··· Passage provided
The next major way LifeWorks is able to help youth is with counseling. LifeWorks has licensed professionals that can help the youth through multiple different types of counselling, including peer support, resolution counselling and community based and psychiatric counselling.
“There’s youth and family where you can come in for help with your family, there’s young, then there’s just young adult basic counseling,” Sanchez said. “So there’s lots of different kinds. Resolution counseling will focus more on those who are within some sort of domestic violence or other sort of situation like that. There is psychiatric counseling as well where our counselors and psychiatrists can prescribe medication. It’s pretty extensive and it is free to our clients with our referral, which is also great.”
Counselors also give youth some external resources that they can look into more if they feel like they need to.
Although LifeWorks has these resources for kids, and they want to help the youth become better and thrive in the outside world, there are instances where a kid may not cooperate, and without that cooperation not much change can really happen.
“I have one client, he had turned 18 while incarcerated. And then right when he was released, came to our YRC (Youth Resource Center) and was then assigned to work with me,” Stoddard said. “We had talked about how he was interested in culinary because while he was in jail, he was able to work in the kitchens. So that had kind of become something that he had known, something that he could see that he could do. It was something that excited him, I would say, just because of things that had happened in his childhood, the trauma of things he had experienced, things he had seen falling out with all of his family and his words falling into the wrong crowd and then getting into the trouble that landed him in jail. Our professional relationship was very short-lived because he was unable to really focus on anything. Whenever we did meet, he just never really seemed like he was in a good headspace. He didn’t have anywhere to live, he didn’t have any of his documents and even though I would offer to help with all of those things, he would never keep our meetings. This was kind of just unfortunately the life he had known for that long and just the way that he moved.”
······
··· Data records
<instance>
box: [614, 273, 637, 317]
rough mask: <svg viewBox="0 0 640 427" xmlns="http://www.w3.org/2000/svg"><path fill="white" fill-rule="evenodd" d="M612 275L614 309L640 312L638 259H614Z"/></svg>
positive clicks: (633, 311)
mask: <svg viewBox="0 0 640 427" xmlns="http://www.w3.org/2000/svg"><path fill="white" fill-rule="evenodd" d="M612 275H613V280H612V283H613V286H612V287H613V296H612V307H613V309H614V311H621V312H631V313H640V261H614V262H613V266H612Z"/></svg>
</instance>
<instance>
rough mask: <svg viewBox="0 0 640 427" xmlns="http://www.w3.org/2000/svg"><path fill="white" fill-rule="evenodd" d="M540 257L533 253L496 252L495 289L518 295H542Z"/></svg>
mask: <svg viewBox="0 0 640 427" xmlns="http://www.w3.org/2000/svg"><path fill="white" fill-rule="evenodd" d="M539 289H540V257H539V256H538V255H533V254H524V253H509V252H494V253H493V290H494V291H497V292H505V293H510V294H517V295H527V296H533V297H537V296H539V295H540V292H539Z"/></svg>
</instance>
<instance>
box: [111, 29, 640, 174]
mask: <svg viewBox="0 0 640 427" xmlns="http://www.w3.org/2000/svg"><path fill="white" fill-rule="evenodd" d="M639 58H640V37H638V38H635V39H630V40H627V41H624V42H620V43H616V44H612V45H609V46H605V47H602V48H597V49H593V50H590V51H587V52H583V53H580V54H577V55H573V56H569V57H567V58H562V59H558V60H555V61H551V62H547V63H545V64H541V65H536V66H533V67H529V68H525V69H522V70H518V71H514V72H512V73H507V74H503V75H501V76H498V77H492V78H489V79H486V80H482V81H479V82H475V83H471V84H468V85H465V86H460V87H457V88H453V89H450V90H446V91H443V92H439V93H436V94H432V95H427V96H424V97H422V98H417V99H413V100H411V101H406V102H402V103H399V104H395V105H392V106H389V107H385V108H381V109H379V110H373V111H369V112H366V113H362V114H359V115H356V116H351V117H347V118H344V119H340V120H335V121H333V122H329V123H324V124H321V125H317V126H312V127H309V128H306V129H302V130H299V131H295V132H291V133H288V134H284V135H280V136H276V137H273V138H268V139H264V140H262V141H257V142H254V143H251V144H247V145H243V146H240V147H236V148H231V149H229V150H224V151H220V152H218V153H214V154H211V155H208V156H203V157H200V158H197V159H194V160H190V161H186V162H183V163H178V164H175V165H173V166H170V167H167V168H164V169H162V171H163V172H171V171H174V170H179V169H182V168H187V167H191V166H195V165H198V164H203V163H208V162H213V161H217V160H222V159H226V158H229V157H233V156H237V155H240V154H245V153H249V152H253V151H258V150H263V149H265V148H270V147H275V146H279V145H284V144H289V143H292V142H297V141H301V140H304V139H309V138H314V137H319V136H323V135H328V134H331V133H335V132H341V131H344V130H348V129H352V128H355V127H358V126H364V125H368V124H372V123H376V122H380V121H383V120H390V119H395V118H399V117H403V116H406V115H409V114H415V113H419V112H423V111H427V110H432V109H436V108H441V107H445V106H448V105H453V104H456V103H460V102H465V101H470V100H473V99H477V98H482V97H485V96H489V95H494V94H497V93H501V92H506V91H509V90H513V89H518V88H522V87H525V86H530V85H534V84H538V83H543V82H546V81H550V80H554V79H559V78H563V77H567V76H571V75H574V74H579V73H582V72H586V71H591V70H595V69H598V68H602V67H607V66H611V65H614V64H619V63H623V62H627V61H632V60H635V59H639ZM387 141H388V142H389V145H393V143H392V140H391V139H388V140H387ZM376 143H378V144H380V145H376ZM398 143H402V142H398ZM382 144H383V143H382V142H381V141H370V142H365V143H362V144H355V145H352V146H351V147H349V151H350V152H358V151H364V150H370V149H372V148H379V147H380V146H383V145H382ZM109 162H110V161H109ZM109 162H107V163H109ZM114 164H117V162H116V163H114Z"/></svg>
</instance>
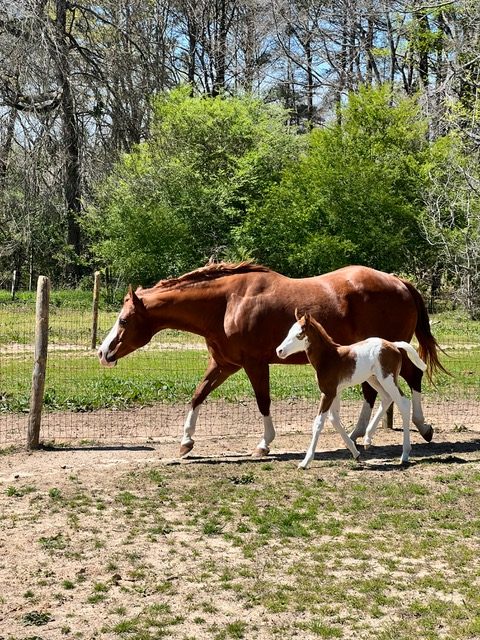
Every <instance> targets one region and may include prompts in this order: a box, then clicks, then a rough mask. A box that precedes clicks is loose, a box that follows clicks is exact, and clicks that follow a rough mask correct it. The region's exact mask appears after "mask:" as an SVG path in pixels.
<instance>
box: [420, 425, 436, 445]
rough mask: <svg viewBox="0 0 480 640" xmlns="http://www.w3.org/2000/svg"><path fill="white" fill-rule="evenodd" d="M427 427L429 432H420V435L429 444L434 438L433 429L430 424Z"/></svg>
mask: <svg viewBox="0 0 480 640" xmlns="http://www.w3.org/2000/svg"><path fill="white" fill-rule="evenodd" d="M425 426H428V430H427V431H425V433H422V432H421V431H420V434H421V436H422V438H423V439H424V440H426V441H427V442H431V441H432V438H433V427H432V426H431V425H430V424H429V425H425Z"/></svg>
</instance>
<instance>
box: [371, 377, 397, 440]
mask: <svg viewBox="0 0 480 640" xmlns="http://www.w3.org/2000/svg"><path fill="white" fill-rule="evenodd" d="M368 382H369V383H370V385H371V386H372V387H373V388H374V389H375V390H376V391H377V392H378V395H379V396H380V406H379V407H378V409H377V411H376V413H375V415H374V416H373V418H372V419H371V420H370V423H369V425H368V427H367V430H366V431H365V438H364V444H365V448H368V447H369V446H370V445H371V444H372V439H373V436H374V435H375V432H376V430H377V427H378V425H379V424H380V420H381V419H382V418H383V416H384V415H385V414H386V412H387V409H388V408H389V407H390V405H391V404H392V398H391V397H390V396H389V395H388V393H386V392H385V390H384V389H383V387H382V386H381V384H380V383H379V381H378V379H377V378H370V379H369V380H368Z"/></svg>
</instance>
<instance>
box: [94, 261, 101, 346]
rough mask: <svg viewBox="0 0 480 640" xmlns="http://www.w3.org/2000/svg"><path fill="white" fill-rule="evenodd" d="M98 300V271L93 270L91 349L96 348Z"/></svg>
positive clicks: (99, 283)
mask: <svg viewBox="0 0 480 640" xmlns="http://www.w3.org/2000/svg"><path fill="white" fill-rule="evenodd" d="M99 300H100V271H95V275H94V280H93V306H92V316H93V317H92V349H96V348H97V329H98V302H99Z"/></svg>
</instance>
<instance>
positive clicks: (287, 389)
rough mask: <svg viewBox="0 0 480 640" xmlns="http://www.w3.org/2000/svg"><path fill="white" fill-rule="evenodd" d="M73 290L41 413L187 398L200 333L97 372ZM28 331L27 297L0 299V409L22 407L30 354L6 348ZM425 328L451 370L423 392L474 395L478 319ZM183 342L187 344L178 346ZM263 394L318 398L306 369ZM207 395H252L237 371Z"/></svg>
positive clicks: (54, 338)
mask: <svg viewBox="0 0 480 640" xmlns="http://www.w3.org/2000/svg"><path fill="white" fill-rule="evenodd" d="M60 293H61V292H60ZM73 293H75V292H73ZM80 294H82V295H81V296H80ZM80 294H78V300H76V301H75V298H74V299H73V300H72V299H69V298H68V296H64V297H63V298H62V296H61V295H60V294H59V296H58V299H57V303H56V304H52V309H51V317H50V320H51V322H50V338H49V340H50V345H51V349H50V351H49V356H48V371H47V379H46V387H45V408H46V410H47V411H58V410H72V411H93V410H96V409H100V408H114V409H122V408H127V407H132V406H135V405H152V404H154V403H157V402H167V403H176V402H181V403H183V402H186V401H188V400H189V399H190V397H191V395H192V393H193V391H194V389H195V387H196V385H197V383H198V382H199V380H200V379H201V377H202V375H203V373H204V371H205V368H206V364H207V352H206V350H204V349H199V348H198V347H197V345H198V344H199V343H200V344H201V343H202V339H201V338H199V337H198V336H193V335H191V334H187V333H182V332H179V331H170V330H169V331H162V332H161V333H160V334H158V336H156V337H155V338H154V340H153V341H152V345H151V346H150V347H149V348H147V349H141V350H139V351H137V352H135V353H133V354H131V355H130V356H128V357H127V358H125V359H123V360H121V361H120V362H119V363H118V366H117V367H115V368H114V369H111V370H105V369H102V368H101V367H100V366H99V364H98V361H97V358H96V355H95V352H94V351H92V350H91V349H89V342H90V321H91V319H90V311H89V308H88V306H87V302H86V297H85V295H84V294H85V292H80ZM72 306H73V308H72ZM116 315H117V311H103V312H102V313H101V315H100V329H99V336H103V335H104V334H105V333H106V332H107V331H108V329H109V328H110V327H111V325H112V324H113V322H114V320H115V318H116ZM33 329H34V309H33V305H32V303H31V300H30V301H28V300H26V301H24V302H21V301H18V302H16V303H10V304H8V303H6V302H2V300H1V297H0V412H26V411H27V410H28V406H29V397H30V385H31V375H32V358H33V354H32V352H31V350H30V351H25V350H24V351H17V352H15V351H12V349H11V345H12V343H16V344H20V345H26V346H28V345H33V341H34V337H33ZM433 329H434V332H435V334H436V336H437V338H438V340H439V342H440V343H441V344H442V345H444V346H445V347H446V348H447V350H448V353H449V357H446V356H442V361H443V362H444V364H445V366H446V367H447V369H448V370H449V371H450V372H451V374H452V375H451V376H448V375H445V374H440V375H438V376H436V377H435V380H434V386H433V385H430V384H428V383H427V384H425V385H424V391H425V393H426V394H427V396H432V397H436V398H442V399H444V400H450V399H456V398H462V397H465V398H468V399H474V400H479V399H480V323H478V322H473V321H470V320H468V319H467V318H466V316H465V315H464V314H461V313H459V312H445V313H442V314H439V315H438V316H435V317H434V318H433ZM155 345H157V346H155ZM185 346H188V349H185V348H182V347H185ZM60 347H61V348H60ZM2 349H3V351H2ZM271 391H272V398H273V399H274V400H291V399H304V398H305V399H311V400H312V401H316V400H317V399H318V397H319V392H318V388H317V385H316V382H315V378H314V374H313V370H312V368H311V367H310V366H296V367H292V366H285V365H276V366H273V367H271ZM211 397H212V398H223V399H225V400H227V401H231V402H237V401H239V400H242V399H252V397H253V394H252V390H251V386H250V383H249V381H248V379H247V377H246V376H245V374H244V373H243V372H239V373H237V374H235V375H234V376H232V377H231V378H230V379H228V380H227V381H226V382H225V383H224V384H223V385H222V386H221V387H220V388H219V389H218V390H217V391H216V392H214V393H213V394H212V396H211ZM343 397H344V398H347V399H357V398H360V397H361V396H360V391H359V389H351V390H347V391H346V392H345V393H344V396H343Z"/></svg>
······
Required tasks:
• 1. In the passage on LifeWorks' counseling for youth, what kind of counseling allows counselors and psychiatrists to prescribe medication?
• 2. Continue the passage on LifeWorks' counseling for youth, starting right after its final sentence.

Your written answers:
• 1. Psychiatric counseling.

• 2.
However, LifeWorks does their best to ensure that the youth are able to create meaningful connections with other people who have similar experiences or are around the same age as them.
“We definitely do offer opportunities where they can make meaningful connections, whether it be with external or outside organizations or within LifeWorks clients that we serve,” Sanchez said. “For example, we just hosted a baby shower for our clients who have given birth recently, and everyone just came in and got to meet one another. So there are definitely ways that LifeWorks does offer to help those connections.”
Sanchez also expressed that it is important to him and the rest of his team that the relationships they have with clients are not fake or transactional.
“What we do is try to create those transformational relationships where we try to transform. So then once you are out of this program, you are well developed to make those connections on your own. That is one of our main goals. We always say we are always transformational and not transactional.”
Overall, LifeWorks attempts to make sure the youth are looked after and have an opportunity to get back on their feet and on the right track, no matter what. Although there are still some instances where the youth will not benefit from programs that LifeWorks provides, they provide support, help and resources for those that want it.
“I think that a lot of what needs to change in our system revolves around child and adolescent development education, because if we understood how brains function and also where developmental delays interact with poor decision-making processes, we could be a lot kinder to children,” Dickerson said. “Our juvenile justice system is anything but kind. It’s not kind, it’s not compassion.”